▸ Work order: Pick up the text on data preparation and data quality rules in SAP Data Intelligence after its last sentence and keep writing it.

Data Preparation used to manipulate the raw data prior to data processing and data analysis. It helps in collecting the data, data cleansing, data enrichment, data standardization, Data imputation and consolidating the data into one accurate.
Data preparation in SAP Data intelligence provides you the ground to perform all the kinds of transformations that to be performed on the raw data prior to the data analysis. Some of the functionalities of SAP Data Intelligence Data preparation includes in-column transformation, custom logic on existing column, data enrichment, duplication of data, editing the recipe and run the preparation task.
All the preparation runs can be seen in “View Preparation” tile and can be monitored from Monitoring tile.
While executing the preparation task it asks to store the preparation file in any of the supported target container. Data Intelligence has tight integration with Agile Data Preparation. it also has natively available operators that helps to automate the process in more sophisticated way.
Recipe records all the transformations and manipulations that were done to the data at the time of data preparation. You can also revert the changes by deleting the recipe items.
Data Quality and Validation rules are the special form of Business rules that are defined on the data, it provides the flexibility to check the quality of the data by defining data quality rules, to check whether data meets the required standards, to check for sensitivity of the data and also to check the completeness of the data.
SAP Data intelligence can import the rules which are already defined and consumed in SAP Information steward. It is just a single step process to import all the approved rules from SAP Information steward to SAP Data Intelligence
We can also define the rules and test the rule in prior to the data set binding.
Rule book allows you to import the rules that were already defined and bind the rules to the particular data set. You can run the rules and it provides you with percentage of passed records and also the sample of records which doesn’t satisfy the rule.
Rule book runs can be monitored from the monitoring tile to check the progress of the rule book.
Rule Dashboard enables you to create interactive dashboards on the rule categories, on rule books and on datasets. It allows you to create dashboard on single data set/rule category/rule-book, comparison of multiple datasets/rule categories/rule-books and also to capture data set/rule category/rule-book trends.

Collected data:
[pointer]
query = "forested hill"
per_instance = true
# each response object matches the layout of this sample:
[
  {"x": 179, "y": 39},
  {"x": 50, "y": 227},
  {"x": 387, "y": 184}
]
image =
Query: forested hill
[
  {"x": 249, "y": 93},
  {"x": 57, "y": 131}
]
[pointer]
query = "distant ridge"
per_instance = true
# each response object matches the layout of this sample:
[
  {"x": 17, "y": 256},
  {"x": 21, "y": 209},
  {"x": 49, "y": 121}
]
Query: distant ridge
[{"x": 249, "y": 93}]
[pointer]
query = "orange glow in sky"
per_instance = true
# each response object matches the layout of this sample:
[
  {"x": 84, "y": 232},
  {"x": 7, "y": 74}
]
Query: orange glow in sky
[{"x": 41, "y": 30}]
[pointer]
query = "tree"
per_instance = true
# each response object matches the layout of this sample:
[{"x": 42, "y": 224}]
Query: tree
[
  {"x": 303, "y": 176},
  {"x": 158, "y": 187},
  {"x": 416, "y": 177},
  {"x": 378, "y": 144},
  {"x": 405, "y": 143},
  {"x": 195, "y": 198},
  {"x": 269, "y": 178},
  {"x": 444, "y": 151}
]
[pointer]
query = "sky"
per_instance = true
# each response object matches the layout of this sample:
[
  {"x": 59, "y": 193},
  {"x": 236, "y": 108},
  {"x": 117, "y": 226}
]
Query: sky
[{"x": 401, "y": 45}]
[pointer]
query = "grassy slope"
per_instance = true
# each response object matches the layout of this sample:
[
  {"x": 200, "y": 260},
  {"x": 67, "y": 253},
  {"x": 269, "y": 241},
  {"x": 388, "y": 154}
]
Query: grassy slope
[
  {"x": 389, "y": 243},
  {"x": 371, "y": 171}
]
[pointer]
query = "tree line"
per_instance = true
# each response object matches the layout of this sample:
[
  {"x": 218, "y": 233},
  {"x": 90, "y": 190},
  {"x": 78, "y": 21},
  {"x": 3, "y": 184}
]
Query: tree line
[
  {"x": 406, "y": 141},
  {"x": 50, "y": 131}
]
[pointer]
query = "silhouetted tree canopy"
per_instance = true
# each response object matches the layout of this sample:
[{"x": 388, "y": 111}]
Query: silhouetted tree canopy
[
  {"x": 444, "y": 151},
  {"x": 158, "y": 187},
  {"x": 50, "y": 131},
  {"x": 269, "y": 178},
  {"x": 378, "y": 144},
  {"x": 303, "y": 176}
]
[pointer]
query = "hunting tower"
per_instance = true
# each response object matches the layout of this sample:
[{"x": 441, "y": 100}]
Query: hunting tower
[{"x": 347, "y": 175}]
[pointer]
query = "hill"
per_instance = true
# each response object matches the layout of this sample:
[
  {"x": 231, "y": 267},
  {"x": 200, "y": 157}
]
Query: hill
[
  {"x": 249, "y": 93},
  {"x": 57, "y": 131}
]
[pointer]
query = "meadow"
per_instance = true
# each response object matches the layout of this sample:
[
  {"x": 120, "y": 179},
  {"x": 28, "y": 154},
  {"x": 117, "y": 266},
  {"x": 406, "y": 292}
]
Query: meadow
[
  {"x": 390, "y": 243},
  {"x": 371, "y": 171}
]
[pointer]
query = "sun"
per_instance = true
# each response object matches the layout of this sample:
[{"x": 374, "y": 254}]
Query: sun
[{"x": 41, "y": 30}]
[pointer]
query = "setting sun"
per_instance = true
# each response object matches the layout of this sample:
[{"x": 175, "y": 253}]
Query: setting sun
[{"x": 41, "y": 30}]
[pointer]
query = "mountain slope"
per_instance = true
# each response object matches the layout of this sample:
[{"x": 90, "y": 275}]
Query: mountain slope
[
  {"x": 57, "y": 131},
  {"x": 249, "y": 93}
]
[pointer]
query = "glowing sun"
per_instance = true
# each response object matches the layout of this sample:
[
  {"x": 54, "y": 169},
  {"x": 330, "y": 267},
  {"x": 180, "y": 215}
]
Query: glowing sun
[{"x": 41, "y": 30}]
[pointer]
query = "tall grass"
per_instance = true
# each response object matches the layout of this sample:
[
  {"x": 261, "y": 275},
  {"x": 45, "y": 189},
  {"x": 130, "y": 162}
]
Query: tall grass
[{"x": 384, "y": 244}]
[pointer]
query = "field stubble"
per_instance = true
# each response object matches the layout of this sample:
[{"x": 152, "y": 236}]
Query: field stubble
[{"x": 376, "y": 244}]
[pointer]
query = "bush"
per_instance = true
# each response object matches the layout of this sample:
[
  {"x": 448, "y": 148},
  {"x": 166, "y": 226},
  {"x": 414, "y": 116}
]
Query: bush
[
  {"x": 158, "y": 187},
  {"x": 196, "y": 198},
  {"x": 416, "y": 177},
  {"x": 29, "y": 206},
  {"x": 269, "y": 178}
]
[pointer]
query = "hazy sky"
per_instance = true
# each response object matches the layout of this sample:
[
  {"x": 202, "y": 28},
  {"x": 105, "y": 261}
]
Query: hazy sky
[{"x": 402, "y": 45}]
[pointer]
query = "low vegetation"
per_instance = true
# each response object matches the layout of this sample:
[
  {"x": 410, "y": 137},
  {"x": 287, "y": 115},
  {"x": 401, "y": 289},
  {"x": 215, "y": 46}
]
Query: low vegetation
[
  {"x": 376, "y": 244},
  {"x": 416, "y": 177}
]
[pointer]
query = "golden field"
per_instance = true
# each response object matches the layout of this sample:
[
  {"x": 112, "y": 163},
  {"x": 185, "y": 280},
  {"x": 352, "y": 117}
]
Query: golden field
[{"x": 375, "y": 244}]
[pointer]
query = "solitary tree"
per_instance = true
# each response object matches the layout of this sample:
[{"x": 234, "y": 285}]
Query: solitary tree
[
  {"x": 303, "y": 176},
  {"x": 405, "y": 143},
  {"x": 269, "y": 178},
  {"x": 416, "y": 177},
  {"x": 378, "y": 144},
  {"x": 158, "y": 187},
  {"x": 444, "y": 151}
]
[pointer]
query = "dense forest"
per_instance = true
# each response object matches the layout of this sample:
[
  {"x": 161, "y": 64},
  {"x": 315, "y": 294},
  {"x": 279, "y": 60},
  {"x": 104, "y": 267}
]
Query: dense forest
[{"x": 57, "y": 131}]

▸ Answer to this exercise:
Business Glossary is a business metadata that provides the semantic context to data. It helps the organization to define the terms and relationships between the objects. SAP Data Intelligence Business Glossary is a library where you can define the business terms and associate them with the business. Additionally, it also allows to create relationship between terms, datasets and columns to bring in a meaningful relevance of the data in the organizational context.
Categories in Business Glossary allows you to group the logical terms into a single unit. You can also add Keywords, synonyms to the Business term which helps you define the metadata of the Term.
Conclusion
Metadata explorer has a rich set of features where organization can adapt for the Data Governance program. With Metadata explorer organizations can successfully execute 5W’s and 1H called who – what – how – when – where and why of data. It not only ensures the security and compliance of the data but also delivers valuable insights of the data with 5W and 1H principle.
I hope this blog provided you with the intrinsic features of Metadata explorer in Data intelligence, starting from end to end view on data management and orchestration for the big data analytics.
You can post any queries and concerns you face in the comment section below and also feel free to share any findings you come across that I missed in this blog.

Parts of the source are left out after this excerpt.